== Source passage ==
========

Yet a quick glance at the situation today of anarchy in countries that do not apply a fair legal system illustrates clearly the essential part the law plays in maintaining social freedoms. It alone can secure personal safety, peace and equality. Aborigines need to embrace and support the law, but also engage with politicians to bring about changes that better suit them. The Mabo Land Rights ruling, of course, is an example of what can be achieved.

It also irked Eyre that the law he as a magistrate was employed to uphold took little account of the disruption to the way of life of the Aborigines caused by white settlement on their traditional land.

Land remains a key issue with Aborigines, although the circumstances have changed. The equation used to be Land = Food = Life = Security = Identity of tribe. Nowadays, because food is supplied to Aborigines, the links with a particular area of land can be loosened without threatening their identity or lives.

Incidentally, because land remains a long term asset for the nation and Australia is still trying to work out how best to manage and apportion it, short term governments should not allow any further land to be sold off to foreign investors. If any changes need to be made in regard to land ownership, they should be done within the nation. Foreign ownership of our only permanent asset robs future generations, including the Aborigines.

========

== Dataset content ==
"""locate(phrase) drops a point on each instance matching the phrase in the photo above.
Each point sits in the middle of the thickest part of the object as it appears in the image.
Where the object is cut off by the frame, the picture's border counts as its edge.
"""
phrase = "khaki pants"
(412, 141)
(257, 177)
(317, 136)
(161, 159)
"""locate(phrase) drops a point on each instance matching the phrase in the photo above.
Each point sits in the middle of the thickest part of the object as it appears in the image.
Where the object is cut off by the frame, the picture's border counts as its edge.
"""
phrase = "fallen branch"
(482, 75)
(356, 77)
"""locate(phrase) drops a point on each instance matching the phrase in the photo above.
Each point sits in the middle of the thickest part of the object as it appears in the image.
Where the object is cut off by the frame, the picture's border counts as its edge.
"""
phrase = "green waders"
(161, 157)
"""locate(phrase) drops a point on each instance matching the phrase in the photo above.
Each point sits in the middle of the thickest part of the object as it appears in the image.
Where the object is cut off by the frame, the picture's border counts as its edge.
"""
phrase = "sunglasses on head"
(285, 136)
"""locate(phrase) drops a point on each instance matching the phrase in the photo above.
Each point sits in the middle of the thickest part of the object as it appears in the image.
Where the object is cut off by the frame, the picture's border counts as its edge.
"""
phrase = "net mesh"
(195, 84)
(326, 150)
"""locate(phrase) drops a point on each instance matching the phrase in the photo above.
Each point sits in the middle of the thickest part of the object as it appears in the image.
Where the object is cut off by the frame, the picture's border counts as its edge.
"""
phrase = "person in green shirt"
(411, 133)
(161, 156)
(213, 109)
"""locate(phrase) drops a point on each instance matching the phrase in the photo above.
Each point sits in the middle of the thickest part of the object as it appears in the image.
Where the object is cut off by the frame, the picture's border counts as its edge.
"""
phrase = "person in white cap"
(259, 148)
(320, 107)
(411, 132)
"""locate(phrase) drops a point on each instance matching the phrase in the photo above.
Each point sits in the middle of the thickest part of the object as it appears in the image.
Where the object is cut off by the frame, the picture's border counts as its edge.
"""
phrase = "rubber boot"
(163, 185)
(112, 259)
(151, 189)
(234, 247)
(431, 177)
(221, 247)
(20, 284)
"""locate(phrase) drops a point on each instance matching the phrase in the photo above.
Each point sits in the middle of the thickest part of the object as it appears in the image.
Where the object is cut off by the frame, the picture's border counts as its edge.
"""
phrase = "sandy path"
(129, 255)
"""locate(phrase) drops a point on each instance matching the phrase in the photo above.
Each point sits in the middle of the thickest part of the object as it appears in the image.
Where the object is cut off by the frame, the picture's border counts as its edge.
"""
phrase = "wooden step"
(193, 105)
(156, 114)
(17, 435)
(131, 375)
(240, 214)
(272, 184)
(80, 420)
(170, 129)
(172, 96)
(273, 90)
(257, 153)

========

== How to complete this task ==
In the passage on Aborigines and land, which ruling is given as an example of what can be achieved?

== Answer to this problem ==
The Mabo Land Rights ruling.